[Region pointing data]
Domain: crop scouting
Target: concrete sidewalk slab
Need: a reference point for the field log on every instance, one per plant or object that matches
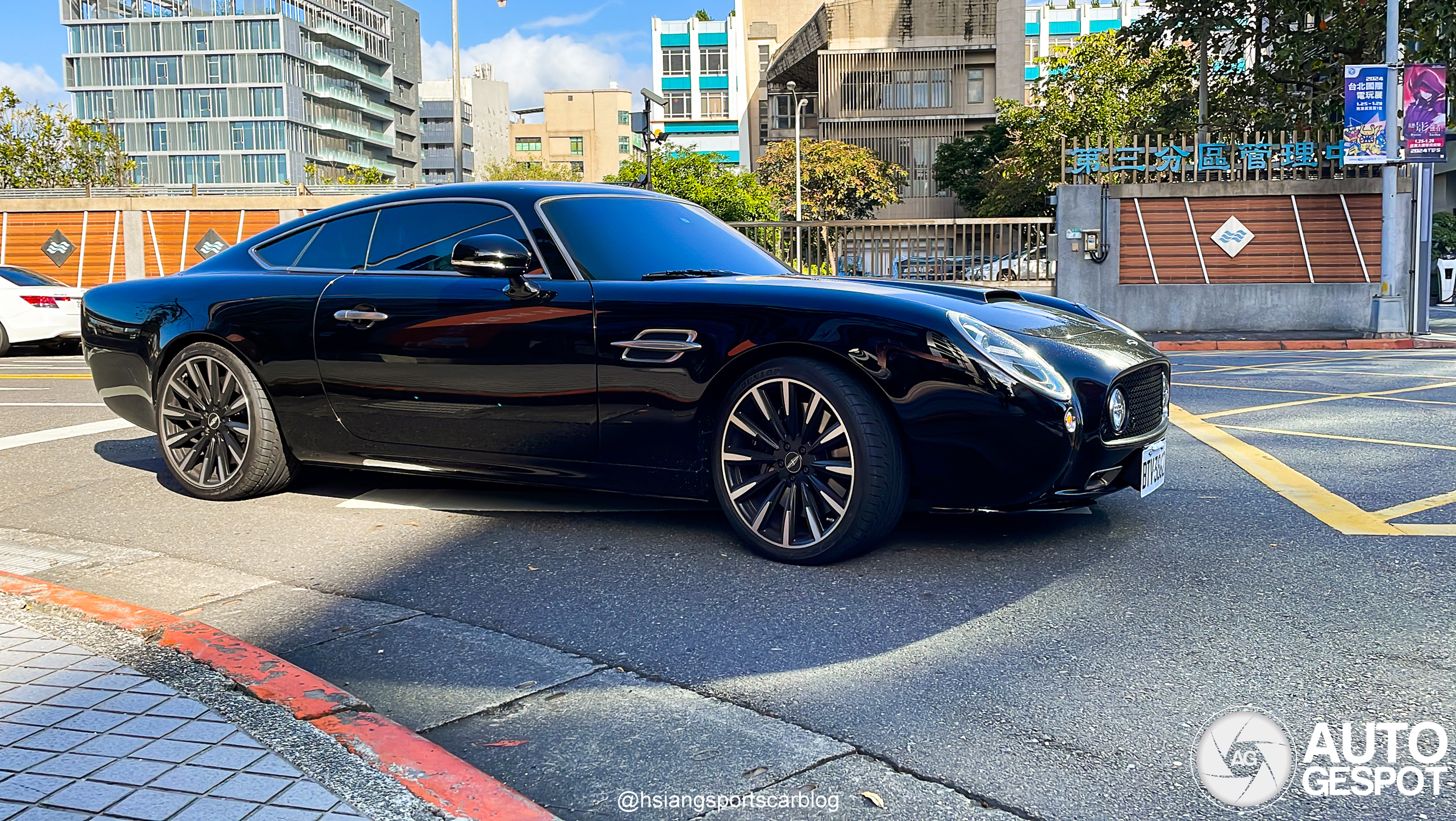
(577, 747)
(464, 669)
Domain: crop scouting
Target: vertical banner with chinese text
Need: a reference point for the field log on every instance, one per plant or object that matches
(1365, 114)
(1426, 114)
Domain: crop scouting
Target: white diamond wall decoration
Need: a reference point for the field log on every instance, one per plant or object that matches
(1232, 237)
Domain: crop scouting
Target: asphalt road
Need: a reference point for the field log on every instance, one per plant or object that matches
(1054, 667)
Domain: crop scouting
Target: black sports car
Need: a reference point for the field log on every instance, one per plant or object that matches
(599, 337)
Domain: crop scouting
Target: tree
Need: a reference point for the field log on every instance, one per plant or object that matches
(1100, 91)
(841, 181)
(357, 175)
(961, 165)
(47, 147)
(529, 169)
(702, 178)
(1295, 77)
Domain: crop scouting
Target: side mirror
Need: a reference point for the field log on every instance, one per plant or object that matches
(491, 255)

» Activity: An exact copy of the entries, without any pictures, is what the answer should be.

» Response to the task:
Domain: crop scouting
Target: concrete sidewalk slab
Need: a reference point for the field log on every instance, one per plant or object that matches
(577, 747)
(464, 669)
Domain: crop scouting
Target: vertical banner with chinese text
Need: a reference point for the field log on every instance, one per plant or object that matches
(1365, 114)
(1426, 114)
Domain: crop scouting
Target: white diamond wall decoration
Need: a reference point for the field log on every instance, one per plant or object that matches
(1232, 237)
Domain: crop scouting
Target: asphalt road
Need: a reference point for the field log on every instance, one per plant or object that matches
(1054, 667)
Domain: crop scouting
Target: black sports car
Need: a reference point for the field log on every instance, one per plant or object that matches
(599, 337)
Domain: crop scouting
Target: tree
Need: a reference point for the field log on every instance, one per plant or object that matches
(1100, 91)
(841, 181)
(357, 175)
(961, 165)
(47, 147)
(529, 169)
(702, 178)
(1295, 77)
Domain: crop scouting
Target: side mirror
Need: a reference point for the field log on every instance, one per plant or object that matches
(491, 255)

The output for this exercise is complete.